-- TASK DETAILS --
Print every item below word for word, but leave the pictures out.
++++++++++
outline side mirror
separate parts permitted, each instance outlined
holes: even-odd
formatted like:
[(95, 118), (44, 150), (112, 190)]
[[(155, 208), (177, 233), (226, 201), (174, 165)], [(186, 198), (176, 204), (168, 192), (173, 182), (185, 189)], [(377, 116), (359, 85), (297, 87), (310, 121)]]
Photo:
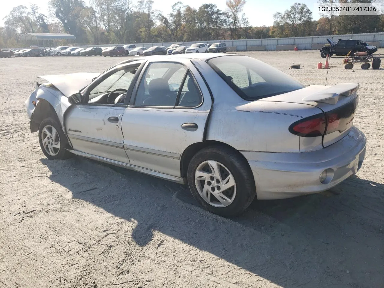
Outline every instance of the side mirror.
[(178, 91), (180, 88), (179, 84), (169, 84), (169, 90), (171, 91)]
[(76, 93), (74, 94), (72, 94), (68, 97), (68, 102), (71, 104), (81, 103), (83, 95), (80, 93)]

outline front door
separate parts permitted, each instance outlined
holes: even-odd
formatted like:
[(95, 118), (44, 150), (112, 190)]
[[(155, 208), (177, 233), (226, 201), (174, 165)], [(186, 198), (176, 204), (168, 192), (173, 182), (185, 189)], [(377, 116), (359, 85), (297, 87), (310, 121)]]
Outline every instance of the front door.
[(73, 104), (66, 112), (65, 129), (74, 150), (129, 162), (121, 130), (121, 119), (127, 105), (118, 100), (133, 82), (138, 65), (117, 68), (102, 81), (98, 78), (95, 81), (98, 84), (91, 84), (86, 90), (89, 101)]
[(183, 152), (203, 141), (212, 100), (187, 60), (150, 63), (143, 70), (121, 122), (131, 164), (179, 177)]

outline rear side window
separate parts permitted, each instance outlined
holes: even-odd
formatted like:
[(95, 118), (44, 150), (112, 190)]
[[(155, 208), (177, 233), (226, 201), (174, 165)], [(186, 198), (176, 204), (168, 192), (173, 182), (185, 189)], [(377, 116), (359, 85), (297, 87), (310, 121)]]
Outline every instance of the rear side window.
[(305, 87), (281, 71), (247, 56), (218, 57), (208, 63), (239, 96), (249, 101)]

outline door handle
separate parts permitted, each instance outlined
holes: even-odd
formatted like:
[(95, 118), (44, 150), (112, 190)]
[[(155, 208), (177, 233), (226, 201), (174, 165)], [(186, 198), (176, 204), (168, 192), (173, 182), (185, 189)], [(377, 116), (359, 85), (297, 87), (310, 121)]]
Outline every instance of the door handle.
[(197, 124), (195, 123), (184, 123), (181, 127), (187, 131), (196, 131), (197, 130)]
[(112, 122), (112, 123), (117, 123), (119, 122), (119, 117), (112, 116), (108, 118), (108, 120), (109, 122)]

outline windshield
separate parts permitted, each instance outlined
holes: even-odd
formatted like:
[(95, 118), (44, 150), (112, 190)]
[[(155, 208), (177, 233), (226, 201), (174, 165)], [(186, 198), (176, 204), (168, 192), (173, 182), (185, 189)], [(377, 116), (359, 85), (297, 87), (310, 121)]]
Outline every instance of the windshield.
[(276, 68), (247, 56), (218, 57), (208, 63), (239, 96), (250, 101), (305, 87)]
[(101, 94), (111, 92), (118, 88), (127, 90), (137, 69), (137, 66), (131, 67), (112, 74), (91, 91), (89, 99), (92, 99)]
++++++++++
-- ANSWER IN FULL --
outline side mirror
separate parts permitted, each instance outlined
holes: even-odd
formatted like:
[(95, 118), (44, 150), (112, 190)]
[[(155, 208), (177, 233), (226, 201), (174, 165)], [(186, 198), (176, 204), (168, 192), (173, 182), (185, 189)], [(377, 116), (359, 85), (297, 87), (310, 121)]]
Photo:
Outline every instance of the side mirror.
[(178, 91), (180, 88), (179, 84), (169, 84), (169, 90), (171, 91)]
[(76, 93), (74, 94), (72, 94), (68, 97), (68, 102), (71, 104), (81, 103), (83, 95), (80, 93)]

outline front door
separate parts permitted, each instance outlined
holes: even-odd
formatted like:
[(95, 118), (44, 150), (112, 190)]
[[(155, 208), (177, 233), (226, 201), (174, 165)], [(186, 198), (176, 204), (168, 192), (173, 182), (185, 189)], [(377, 116), (359, 85), (297, 87), (310, 121)]]
Outline every instance of the front door.
[(73, 104), (66, 112), (65, 129), (74, 150), (129, 162), (121, 130), (121, 119), (127, 105), (118, 100), (133, 82), (138, 65), (117, 68), (102, 81), (98, 78), (95, 81), (98, 84), (91, 84), (86, 90), (89, 101)]
[(183, 152), (203, 141), (212, 100), (187, 60), (150, 63), (143, 70), (121, 122), (131, 164), (179, 177)]

outline rear side window
separate parts permitted, each instance outlined
holes: even-odd
formatted like:
[(95, 118), (44, 150), (112, 190)]
[[(155, 208), (177, 233), (226, 201), (174, 165)], [(186, 198), (176, 204), (168, 192), (173, 182), (185, 189)], [(377, 116), (359, 85), (297, 87), (310, 121)]]
Outline every instance of the rear side window.
[(305, 87), (281, 71), (247, 56), (218, 57), (208, 63), (239, 96), (249, 101)]

outline door handle
separate parts permitted, each instance outlined
holes: even-odd
formatted like:
[(95, 118), (44, 150), (112, 190)]
[[(155, 208), (177, 233), (226, 201), (174, 165)], [(186, 198), (176, 204), (168, 192), (173, 182), (185, 189)], [(377, 116), (359, 85), (297, 87), (310, 121)]]
Outline every instance of the door handle.
[(197, 124), (195, 123), (184, 123), (181, 127), (187, 131), (196, 131), (197, 130)]
[(112, 122), (112, 123), (117, 123), (119, 122), (119, 117), (112, 116), (108, 118), (108, 120), (109, 122)]

outline windshield
separate parts permitted, each instance outlined
holes: even-odd
formatted like:
[(95, 118), (44, 150), (112, 190)]
[[(155, 208), (177, 233), (226, 201), (174, 165)], [(186, 198), (176, 204), (168, 192), (173, 182), (185, 189)], [(377, 116), (359, 85), (297, 87), (310, 121)]]
Outline every instance of the windshield.
[(276, 68), (247, 56), (218, 57), (208, 63), (239, 96), (250, 101), (305, 87)]
[(101, 94), (111, 92), (118, 88), (127, 90), (137, 69), (137, 66), (131, 67), (112, 74), (91, 91), (89, 99), (92, 99)]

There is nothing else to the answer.